Region pointing data

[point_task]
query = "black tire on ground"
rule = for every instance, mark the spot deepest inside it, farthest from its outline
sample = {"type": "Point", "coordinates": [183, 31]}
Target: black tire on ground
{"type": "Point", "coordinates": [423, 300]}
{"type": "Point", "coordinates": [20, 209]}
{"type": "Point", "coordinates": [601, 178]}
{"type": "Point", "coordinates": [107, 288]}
==
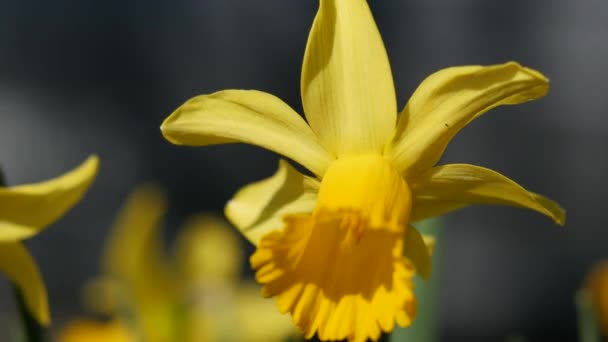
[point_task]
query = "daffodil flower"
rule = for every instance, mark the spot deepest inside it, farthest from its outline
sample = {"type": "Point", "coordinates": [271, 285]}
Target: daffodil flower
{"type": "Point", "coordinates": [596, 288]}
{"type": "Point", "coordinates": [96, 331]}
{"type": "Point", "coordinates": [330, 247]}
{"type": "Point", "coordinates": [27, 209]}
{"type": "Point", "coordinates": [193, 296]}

Work instructions:
The answer should consist of every line above in which "query" appears.

Result for this task:
query = "black tire on ground"
query = "daffodil flower"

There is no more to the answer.